**** 本文

妖怪やシャーマニズム、呪術といったものがこうした分化された社会の中でどのような意義を持つのか、各諸文化に対応した現実論だけではなく人類という一生命を含んだ地球においてどのような意義があるのかを考えてみた。

 

 

宗教のイベント化

 

 どれだけ人間が変化し多様性に富んだ生き方をするようになっても、現生人類の先祖であるクロマニヨン人から受け継いできた宗教への関心は今日においても人間の文化を為す核となっている。グローバル化が進む昨今では、本来の意味や風習を知らぬまま取り入れた形ばかりの祭事が増え、エンターテイメント化し消費される文化になりつつあることは否めない。

特に日本では多種の宗教祭事が入り混じった特殊な環境下で、文化の出どころを問う暇もないくらい日々何かしらの「イベント」が発生しているのだ。元来シャーマニズムや呪術といった儀礼を纏い重んじられていた意義は消失し、それらは付属品であくまで「ポーズ」として残されているだけである。いや、ポーズとしてでも残されていればまだ良い方といえるのかもしれない。

********
**** 生データ

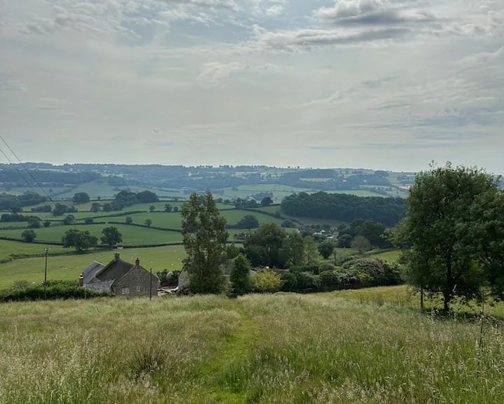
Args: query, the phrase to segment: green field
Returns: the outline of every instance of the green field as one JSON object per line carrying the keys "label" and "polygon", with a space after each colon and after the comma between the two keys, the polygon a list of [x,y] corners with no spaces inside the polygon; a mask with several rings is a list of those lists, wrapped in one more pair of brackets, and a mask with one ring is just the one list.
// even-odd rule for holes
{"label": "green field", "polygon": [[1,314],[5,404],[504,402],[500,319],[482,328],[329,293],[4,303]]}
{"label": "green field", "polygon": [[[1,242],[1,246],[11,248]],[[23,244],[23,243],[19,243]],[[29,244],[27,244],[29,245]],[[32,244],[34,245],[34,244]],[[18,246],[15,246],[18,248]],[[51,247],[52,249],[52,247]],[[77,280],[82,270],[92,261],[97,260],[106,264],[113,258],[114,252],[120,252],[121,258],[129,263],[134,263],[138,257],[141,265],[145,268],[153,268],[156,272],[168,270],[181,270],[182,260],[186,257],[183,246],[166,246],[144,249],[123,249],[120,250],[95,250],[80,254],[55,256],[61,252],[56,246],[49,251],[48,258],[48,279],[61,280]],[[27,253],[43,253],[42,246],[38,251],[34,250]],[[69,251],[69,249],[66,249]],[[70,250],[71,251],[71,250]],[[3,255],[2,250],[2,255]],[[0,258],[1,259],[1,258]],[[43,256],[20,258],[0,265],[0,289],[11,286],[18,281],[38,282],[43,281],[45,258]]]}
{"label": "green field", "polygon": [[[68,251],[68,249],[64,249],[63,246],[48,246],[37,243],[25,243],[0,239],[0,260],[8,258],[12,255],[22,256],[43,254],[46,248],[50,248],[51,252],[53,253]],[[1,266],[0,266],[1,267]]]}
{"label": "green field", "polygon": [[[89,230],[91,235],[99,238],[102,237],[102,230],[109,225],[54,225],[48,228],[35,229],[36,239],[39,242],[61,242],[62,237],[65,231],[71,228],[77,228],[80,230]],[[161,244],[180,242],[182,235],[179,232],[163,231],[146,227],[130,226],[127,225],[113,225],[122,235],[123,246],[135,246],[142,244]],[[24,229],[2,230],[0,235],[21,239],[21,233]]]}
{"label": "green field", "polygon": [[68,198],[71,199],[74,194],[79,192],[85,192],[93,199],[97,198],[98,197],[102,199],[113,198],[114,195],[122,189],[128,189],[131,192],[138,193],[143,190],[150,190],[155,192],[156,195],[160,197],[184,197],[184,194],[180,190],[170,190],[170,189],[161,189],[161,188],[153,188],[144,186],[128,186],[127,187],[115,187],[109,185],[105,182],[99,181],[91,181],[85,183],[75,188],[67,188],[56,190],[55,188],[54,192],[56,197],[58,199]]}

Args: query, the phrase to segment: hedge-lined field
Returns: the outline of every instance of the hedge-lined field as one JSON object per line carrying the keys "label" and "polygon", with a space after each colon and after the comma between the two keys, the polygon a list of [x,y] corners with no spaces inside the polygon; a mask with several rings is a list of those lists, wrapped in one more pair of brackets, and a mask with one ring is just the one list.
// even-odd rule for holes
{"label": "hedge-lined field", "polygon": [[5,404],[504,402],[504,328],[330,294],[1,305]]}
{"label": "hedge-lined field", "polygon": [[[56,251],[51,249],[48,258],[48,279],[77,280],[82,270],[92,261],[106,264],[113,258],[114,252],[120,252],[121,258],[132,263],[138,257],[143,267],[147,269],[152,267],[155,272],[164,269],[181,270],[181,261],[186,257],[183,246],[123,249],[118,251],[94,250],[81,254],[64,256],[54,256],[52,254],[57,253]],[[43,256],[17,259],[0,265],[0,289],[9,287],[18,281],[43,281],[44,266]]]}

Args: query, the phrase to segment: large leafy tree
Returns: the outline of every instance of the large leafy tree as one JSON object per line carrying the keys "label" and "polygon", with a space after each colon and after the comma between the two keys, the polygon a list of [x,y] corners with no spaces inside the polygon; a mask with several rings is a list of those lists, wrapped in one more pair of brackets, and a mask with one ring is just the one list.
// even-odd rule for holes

********

-- 小課題 A --
本文によると、人間は宗教への関心を誰から受け継いできたか。
-- 小課題 B --
本文の「どれだけ人間が変化し多様性に」から「い方といえるのかもしれない。」までを、両端の語句も含めて書き写せ。

-- 結果 A --
現生人類の先祖であるクロマニヨン人から受け継いできた。

-- 結果 B --
どれだけ人間が変化し多様性に富んだ生き方をするようになっても、現生人類の先祖であるクロマニヨン人から受け継いできた宗教への関心は今日においても人間の文化を為す核となっている。グローバル化が進む昨今では、本来の意味や風習を知らぬまま取り入れた形ばかりの祭事が増え、エンターテイメント化し消費される文化になりつつあることは否めない。

特に日本では多種の宗教祭事が入り混じった特殊な環境下で、文化の出どころを問う暇もないくらい日々何かしらの「イベント」が発生しているのだ。元来シャーマニズムや呪術といった儀礼を纏い重んじられていた意義は消失し、それらは付属品であくまで「ポーズ」として残されているだけである。いや、ポーズとしてでも残されていればまだ良い方といえるのかもしれない。